■ **Task directions**
Take each line from the material below that includes the string "wheel" and copy it.

■ **Provided data**
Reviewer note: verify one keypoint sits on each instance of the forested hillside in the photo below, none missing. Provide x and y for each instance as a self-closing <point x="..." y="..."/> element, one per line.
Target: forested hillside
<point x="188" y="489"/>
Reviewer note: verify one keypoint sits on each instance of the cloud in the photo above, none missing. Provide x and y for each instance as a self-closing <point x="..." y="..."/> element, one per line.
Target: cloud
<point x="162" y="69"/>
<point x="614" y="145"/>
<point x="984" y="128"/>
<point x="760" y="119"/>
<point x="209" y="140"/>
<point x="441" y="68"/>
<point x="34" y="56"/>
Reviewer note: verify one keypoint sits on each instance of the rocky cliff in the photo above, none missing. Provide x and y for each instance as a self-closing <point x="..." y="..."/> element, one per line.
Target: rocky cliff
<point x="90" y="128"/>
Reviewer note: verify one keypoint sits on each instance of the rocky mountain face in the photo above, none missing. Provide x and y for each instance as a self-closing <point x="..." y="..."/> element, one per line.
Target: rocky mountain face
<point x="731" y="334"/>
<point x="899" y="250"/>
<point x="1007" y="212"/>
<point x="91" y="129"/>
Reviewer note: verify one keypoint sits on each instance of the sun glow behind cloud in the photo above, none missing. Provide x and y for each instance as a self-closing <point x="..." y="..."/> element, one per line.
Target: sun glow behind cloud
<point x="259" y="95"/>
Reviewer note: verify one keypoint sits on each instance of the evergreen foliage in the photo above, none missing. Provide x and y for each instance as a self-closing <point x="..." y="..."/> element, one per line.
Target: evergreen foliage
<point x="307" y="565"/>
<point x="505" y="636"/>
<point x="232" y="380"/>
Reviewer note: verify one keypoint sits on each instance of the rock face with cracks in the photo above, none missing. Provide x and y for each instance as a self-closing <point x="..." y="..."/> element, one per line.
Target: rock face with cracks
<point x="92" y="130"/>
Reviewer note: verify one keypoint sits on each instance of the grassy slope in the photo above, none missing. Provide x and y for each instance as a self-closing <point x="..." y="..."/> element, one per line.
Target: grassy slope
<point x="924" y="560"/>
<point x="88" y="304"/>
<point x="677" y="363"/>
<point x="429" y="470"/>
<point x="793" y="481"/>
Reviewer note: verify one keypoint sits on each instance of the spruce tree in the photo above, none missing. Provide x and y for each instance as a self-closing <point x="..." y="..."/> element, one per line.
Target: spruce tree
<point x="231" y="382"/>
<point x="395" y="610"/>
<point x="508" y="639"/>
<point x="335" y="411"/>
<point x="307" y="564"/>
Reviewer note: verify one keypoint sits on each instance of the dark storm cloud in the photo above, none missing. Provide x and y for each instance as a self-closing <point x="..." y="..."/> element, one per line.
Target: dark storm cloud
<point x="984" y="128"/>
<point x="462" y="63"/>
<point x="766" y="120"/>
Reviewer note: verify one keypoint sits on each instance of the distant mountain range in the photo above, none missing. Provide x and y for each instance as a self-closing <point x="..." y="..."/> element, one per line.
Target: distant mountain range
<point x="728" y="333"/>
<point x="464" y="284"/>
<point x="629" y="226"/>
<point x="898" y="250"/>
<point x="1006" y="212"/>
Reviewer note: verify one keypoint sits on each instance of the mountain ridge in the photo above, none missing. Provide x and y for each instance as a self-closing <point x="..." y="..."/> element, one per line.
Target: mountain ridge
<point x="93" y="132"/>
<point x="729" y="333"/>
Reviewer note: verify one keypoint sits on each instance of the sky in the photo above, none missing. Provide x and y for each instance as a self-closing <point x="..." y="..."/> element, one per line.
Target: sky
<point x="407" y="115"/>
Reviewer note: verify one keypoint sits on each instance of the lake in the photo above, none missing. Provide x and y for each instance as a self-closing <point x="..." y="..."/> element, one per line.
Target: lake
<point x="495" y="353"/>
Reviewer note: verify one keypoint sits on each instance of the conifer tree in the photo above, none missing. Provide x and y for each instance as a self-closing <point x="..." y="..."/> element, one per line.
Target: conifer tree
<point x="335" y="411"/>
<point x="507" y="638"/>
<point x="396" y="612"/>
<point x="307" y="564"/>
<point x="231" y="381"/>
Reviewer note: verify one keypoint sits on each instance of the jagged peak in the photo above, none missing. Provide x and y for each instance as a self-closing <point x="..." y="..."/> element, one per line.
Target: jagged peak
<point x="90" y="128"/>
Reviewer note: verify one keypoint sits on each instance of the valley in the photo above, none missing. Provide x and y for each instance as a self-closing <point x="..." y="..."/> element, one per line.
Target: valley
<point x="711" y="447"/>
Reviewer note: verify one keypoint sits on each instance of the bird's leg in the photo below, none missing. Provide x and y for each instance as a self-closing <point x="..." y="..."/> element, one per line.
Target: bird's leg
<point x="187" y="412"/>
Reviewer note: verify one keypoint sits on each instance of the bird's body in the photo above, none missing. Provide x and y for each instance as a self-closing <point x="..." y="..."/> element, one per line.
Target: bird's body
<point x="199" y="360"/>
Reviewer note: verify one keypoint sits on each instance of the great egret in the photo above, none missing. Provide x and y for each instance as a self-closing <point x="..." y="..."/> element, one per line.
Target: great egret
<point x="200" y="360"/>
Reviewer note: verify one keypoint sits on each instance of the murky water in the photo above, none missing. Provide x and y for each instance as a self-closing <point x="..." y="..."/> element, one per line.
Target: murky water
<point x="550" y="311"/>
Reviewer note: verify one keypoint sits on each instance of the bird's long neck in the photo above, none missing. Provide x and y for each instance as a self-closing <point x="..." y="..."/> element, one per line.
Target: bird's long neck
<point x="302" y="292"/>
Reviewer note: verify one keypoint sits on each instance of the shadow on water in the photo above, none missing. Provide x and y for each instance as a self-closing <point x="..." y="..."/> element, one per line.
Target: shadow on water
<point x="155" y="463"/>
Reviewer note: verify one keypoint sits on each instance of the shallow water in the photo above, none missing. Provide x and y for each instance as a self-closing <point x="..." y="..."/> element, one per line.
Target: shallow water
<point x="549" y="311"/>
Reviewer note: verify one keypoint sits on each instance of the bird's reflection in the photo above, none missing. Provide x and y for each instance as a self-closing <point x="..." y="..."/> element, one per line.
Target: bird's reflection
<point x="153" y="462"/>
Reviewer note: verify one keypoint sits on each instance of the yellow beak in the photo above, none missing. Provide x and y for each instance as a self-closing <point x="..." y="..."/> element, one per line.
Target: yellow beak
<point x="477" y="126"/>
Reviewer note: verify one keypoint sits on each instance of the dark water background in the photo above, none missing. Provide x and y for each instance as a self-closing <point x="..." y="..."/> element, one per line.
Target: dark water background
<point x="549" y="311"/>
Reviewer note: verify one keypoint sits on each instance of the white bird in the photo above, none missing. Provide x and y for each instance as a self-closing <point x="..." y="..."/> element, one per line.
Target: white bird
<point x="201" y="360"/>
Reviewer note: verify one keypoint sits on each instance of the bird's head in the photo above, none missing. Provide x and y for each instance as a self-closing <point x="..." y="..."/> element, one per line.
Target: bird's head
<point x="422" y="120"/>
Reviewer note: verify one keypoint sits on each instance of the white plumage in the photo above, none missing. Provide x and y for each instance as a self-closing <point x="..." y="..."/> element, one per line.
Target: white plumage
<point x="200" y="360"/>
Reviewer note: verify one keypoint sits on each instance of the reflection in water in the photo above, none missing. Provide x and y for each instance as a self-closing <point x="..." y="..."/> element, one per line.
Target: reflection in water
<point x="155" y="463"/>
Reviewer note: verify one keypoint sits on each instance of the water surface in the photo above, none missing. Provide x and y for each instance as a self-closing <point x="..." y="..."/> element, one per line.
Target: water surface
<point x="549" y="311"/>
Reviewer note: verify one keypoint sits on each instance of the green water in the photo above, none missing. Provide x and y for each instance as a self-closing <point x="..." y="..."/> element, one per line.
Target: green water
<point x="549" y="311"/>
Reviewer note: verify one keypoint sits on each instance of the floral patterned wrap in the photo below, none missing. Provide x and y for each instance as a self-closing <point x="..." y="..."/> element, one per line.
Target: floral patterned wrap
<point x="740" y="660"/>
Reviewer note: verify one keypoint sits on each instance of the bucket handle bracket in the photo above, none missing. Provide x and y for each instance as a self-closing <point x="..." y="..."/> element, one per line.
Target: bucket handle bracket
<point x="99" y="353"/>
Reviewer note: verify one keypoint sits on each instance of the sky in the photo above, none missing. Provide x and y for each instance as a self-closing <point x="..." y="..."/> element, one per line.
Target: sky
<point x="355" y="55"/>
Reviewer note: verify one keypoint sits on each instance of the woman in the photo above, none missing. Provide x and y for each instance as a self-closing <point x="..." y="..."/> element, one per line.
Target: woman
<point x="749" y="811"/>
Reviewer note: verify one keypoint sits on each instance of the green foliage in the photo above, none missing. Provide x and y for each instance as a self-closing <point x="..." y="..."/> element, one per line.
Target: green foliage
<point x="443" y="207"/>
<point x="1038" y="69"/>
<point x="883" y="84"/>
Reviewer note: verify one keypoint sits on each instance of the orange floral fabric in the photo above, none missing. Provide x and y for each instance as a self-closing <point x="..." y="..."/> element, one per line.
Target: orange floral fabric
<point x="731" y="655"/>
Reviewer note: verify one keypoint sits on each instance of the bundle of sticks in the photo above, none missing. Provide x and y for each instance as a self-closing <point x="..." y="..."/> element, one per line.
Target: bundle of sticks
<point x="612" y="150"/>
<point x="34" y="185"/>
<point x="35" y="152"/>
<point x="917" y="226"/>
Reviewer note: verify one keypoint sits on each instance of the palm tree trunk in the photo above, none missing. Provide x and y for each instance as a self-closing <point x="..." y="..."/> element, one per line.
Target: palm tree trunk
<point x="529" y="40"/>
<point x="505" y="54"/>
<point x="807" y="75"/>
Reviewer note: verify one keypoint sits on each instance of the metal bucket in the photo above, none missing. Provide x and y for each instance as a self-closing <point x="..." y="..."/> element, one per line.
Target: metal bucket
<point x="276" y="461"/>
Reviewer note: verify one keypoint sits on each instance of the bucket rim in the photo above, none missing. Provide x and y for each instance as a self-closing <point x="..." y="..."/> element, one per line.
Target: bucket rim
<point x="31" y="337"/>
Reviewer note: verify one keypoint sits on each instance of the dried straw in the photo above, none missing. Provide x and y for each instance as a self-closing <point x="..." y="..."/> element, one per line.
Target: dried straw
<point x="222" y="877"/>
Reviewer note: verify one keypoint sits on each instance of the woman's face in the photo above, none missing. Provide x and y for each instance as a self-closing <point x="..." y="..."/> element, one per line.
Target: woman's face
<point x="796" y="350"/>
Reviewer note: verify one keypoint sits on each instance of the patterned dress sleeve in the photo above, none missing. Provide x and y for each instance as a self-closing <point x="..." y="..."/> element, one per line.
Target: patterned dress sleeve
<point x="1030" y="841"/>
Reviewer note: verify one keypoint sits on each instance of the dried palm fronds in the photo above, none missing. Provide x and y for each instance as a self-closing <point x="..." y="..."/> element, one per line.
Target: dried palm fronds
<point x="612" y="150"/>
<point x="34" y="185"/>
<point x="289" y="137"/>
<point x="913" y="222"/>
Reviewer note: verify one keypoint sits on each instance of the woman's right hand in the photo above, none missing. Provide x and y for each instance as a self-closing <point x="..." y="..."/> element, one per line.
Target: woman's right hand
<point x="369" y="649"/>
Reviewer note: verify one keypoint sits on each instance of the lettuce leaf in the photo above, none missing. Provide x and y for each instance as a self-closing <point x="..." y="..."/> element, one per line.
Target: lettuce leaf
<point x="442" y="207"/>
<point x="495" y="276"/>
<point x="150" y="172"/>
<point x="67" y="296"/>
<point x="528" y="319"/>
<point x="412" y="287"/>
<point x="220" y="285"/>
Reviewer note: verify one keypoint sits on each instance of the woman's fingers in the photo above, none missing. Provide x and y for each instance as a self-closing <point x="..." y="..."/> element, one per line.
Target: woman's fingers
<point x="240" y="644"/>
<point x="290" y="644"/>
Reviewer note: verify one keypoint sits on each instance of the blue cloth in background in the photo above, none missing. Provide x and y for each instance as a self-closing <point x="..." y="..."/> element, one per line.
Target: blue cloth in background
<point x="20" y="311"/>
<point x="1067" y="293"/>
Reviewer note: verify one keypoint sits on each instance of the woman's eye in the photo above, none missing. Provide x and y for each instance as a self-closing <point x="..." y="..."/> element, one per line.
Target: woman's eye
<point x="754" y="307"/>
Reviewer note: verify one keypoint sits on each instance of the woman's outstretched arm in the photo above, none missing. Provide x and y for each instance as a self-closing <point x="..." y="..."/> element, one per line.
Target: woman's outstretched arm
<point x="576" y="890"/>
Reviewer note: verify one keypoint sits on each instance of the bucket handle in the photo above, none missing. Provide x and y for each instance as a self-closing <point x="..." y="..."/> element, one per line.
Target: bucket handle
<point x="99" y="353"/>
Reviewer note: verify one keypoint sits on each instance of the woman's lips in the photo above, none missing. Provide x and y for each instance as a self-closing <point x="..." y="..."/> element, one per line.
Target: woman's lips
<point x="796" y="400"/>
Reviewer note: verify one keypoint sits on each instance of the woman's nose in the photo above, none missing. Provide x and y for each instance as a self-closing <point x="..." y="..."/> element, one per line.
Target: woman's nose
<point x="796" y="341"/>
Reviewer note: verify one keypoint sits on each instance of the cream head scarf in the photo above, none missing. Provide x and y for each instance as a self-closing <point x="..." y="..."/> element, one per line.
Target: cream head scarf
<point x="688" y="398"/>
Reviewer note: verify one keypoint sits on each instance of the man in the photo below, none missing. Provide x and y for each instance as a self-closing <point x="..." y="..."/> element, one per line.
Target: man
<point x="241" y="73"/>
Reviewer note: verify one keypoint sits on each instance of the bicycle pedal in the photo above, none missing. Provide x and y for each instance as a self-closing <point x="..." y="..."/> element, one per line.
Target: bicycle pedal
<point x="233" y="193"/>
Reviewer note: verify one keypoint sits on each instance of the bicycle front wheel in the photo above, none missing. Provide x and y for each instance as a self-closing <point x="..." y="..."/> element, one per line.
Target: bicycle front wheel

■ **Solution for this task**
Reviewer note: verify one keypoint sits on each instance of the bicycle front wheel in the photo above, none missing. Provide x and y for each instance as a self-closing <point x="..." y="..."/> element, one per line.
Target: bicycle front wheel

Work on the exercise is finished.